What this task involves
Reproduce the stretch of items below from their first line through the line containing "pixel 498 192", character for character.

Records for this task
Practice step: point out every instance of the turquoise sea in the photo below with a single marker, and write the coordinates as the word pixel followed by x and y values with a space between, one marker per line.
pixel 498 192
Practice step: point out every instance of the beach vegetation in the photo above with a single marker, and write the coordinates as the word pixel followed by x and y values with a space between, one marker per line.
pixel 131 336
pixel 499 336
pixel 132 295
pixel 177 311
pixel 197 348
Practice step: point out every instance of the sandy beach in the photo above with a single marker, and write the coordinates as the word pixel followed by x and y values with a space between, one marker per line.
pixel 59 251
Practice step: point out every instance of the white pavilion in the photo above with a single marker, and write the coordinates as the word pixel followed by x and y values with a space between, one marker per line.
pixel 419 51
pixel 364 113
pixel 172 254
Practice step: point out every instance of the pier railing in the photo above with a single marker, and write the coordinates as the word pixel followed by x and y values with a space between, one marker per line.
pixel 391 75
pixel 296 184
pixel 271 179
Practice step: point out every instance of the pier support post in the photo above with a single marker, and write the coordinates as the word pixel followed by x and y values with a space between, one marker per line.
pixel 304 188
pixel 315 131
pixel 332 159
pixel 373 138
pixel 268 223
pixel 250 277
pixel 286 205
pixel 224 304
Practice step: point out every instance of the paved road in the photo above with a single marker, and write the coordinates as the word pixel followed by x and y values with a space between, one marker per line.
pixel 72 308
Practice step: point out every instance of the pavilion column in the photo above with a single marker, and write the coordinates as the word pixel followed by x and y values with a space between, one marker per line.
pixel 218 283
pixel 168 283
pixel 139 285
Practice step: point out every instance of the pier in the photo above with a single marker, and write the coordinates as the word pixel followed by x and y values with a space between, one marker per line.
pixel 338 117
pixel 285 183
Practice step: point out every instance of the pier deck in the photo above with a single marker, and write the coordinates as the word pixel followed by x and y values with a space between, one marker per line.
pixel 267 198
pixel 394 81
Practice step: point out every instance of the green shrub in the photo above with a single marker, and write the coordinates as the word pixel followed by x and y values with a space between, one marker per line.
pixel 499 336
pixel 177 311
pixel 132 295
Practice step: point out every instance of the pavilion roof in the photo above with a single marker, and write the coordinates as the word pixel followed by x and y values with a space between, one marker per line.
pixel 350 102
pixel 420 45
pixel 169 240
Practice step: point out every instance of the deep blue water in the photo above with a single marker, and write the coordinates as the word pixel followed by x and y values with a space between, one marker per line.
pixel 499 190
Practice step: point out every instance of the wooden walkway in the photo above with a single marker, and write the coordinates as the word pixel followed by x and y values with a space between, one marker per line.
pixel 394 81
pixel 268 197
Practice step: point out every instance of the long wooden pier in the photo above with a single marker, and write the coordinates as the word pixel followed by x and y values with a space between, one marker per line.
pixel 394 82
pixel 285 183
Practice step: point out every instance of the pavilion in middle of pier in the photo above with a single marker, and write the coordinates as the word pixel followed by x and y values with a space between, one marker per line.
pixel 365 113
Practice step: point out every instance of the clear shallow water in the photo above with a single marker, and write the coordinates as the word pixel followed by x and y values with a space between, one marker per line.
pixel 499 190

Reply to the task
Practice step: point out every instance of the turquoise sea in the photo below with a single marker, and write the coordinates as the word pixel followed by x and y values with a space between, one marker per line.
pixel 498 192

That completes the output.